BEGIN Excerpted data
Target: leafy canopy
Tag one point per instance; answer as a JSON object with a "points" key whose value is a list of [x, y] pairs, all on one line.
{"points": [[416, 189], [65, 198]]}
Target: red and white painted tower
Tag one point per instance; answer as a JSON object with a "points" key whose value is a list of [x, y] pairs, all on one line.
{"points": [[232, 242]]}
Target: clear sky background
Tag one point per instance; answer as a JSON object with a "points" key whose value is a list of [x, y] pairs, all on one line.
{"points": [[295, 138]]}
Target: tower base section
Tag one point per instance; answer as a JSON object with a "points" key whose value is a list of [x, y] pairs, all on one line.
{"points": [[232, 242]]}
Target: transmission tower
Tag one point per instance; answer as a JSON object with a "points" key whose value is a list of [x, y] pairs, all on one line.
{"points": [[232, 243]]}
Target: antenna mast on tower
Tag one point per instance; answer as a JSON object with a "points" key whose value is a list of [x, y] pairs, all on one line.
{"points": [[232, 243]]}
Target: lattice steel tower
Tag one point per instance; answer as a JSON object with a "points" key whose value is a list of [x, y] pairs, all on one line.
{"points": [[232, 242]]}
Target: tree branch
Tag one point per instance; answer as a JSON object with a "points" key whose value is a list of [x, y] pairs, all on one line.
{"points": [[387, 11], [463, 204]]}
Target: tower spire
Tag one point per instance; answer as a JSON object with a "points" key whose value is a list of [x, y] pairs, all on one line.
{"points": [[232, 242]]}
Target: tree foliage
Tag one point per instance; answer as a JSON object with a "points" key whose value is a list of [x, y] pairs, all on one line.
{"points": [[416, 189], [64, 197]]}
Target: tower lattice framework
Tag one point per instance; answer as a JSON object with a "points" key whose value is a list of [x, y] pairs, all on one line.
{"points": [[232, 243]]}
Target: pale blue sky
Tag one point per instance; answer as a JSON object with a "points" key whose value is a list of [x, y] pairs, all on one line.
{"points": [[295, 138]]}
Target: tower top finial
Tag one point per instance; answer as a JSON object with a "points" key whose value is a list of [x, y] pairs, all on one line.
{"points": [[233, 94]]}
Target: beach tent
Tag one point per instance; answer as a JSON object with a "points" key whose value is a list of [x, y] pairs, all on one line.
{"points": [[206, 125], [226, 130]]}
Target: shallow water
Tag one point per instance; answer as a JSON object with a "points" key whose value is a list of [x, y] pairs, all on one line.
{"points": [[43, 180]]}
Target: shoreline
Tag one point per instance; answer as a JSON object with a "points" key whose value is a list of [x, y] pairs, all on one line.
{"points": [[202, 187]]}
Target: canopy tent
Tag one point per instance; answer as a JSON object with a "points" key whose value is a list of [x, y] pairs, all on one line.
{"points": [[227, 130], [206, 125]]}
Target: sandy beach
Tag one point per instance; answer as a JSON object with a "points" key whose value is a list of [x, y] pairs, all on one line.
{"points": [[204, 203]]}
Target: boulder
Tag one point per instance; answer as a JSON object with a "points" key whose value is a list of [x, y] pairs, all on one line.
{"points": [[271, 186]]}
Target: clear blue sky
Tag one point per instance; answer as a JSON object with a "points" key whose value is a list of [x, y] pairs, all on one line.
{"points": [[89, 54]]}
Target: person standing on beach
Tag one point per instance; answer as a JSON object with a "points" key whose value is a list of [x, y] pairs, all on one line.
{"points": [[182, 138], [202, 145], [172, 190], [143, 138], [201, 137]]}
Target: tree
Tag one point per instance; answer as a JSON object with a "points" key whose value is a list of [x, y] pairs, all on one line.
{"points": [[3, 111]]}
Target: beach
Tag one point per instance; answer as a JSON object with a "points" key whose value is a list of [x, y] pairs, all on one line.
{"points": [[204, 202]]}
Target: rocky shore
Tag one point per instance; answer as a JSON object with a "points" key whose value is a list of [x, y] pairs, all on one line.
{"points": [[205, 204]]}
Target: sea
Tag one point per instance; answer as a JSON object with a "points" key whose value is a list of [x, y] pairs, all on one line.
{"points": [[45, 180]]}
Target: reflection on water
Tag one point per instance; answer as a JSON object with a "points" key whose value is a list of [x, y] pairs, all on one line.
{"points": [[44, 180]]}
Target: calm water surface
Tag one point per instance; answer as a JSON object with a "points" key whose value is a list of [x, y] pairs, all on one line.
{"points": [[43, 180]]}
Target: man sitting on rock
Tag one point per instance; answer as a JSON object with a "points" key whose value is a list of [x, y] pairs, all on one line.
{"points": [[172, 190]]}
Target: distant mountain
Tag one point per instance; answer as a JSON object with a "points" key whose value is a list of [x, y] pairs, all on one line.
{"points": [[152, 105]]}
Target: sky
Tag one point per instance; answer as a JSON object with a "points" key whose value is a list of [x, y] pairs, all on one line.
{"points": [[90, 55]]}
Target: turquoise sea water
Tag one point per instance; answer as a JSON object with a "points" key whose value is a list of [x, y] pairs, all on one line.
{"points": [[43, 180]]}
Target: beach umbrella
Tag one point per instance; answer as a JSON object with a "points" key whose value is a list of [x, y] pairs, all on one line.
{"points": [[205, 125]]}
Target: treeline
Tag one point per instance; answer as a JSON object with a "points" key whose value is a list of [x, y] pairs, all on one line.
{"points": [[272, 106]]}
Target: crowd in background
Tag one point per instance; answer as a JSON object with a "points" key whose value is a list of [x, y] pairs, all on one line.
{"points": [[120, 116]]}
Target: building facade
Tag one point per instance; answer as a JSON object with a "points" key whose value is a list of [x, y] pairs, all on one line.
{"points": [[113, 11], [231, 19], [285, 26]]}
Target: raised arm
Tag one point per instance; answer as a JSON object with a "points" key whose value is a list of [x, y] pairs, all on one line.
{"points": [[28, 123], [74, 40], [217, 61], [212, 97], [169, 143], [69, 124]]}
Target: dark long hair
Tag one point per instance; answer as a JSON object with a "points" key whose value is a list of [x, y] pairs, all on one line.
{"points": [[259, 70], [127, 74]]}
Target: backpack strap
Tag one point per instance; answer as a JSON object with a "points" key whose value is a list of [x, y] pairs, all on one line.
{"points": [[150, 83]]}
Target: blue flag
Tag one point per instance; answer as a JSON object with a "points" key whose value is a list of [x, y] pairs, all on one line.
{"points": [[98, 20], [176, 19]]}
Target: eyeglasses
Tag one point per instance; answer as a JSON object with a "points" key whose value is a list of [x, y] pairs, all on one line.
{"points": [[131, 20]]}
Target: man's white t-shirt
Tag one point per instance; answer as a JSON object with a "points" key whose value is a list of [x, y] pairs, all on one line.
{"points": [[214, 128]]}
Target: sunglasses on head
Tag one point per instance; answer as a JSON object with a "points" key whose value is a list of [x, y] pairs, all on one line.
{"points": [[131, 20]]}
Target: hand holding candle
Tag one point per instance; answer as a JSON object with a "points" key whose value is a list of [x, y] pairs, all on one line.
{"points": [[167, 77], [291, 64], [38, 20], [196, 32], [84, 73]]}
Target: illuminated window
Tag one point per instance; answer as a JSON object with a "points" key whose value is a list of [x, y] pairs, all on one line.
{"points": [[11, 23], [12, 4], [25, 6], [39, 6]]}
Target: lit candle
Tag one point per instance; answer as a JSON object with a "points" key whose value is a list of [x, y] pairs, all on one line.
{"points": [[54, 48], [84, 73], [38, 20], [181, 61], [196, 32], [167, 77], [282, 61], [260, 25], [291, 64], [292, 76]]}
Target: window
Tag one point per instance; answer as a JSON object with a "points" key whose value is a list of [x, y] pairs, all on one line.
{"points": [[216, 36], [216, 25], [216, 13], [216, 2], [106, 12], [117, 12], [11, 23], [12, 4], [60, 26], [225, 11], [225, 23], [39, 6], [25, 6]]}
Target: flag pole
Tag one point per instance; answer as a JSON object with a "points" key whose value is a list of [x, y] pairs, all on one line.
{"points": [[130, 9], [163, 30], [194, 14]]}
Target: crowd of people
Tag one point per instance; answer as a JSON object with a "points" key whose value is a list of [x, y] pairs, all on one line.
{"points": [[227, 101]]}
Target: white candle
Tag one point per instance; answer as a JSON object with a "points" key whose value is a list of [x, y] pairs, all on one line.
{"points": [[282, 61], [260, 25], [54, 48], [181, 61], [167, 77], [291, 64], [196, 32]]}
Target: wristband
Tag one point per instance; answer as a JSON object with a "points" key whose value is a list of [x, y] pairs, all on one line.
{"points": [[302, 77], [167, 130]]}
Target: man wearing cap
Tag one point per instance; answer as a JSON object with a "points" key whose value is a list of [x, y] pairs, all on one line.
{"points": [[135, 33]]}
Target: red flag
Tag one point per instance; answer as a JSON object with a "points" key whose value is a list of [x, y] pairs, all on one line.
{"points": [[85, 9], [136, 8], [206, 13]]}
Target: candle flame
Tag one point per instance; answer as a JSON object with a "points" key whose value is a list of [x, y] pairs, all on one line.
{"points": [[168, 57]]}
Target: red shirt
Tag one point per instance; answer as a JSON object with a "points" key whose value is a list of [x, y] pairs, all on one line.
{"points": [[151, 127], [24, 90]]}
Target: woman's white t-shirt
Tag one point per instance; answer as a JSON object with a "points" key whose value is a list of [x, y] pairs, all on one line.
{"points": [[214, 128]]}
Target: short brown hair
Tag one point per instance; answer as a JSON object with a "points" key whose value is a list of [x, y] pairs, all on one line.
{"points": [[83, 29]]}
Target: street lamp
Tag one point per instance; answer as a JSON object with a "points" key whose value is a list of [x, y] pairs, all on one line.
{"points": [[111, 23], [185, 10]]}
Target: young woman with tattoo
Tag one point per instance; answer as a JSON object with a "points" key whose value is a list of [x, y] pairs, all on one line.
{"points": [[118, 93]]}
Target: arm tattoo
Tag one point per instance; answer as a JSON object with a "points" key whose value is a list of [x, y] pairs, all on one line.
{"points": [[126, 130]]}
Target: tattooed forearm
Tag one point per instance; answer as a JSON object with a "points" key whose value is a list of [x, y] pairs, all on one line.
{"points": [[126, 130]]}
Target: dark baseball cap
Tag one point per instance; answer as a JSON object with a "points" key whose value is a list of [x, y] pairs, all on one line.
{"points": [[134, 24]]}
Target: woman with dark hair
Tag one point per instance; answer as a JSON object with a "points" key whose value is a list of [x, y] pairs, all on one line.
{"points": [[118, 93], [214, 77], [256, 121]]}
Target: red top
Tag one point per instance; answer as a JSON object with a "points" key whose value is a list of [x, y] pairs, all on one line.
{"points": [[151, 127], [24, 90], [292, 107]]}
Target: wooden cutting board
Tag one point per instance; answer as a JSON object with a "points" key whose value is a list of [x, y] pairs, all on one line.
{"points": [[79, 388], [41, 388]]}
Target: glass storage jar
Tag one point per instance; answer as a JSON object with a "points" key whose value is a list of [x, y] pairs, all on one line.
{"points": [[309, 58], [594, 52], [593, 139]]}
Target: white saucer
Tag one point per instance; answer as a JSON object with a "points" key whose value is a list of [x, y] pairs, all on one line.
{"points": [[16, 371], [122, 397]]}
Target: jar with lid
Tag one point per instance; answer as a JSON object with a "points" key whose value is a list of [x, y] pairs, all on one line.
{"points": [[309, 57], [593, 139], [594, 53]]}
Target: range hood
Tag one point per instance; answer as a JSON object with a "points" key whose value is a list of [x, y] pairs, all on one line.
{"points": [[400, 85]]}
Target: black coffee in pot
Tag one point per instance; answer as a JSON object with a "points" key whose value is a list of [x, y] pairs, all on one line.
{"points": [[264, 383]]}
END Excerpted data
→ **Problem**
Sift the material for lines that include the word "window", and copy each one.

→ **Written solution**
Target: illuminated window
Target: window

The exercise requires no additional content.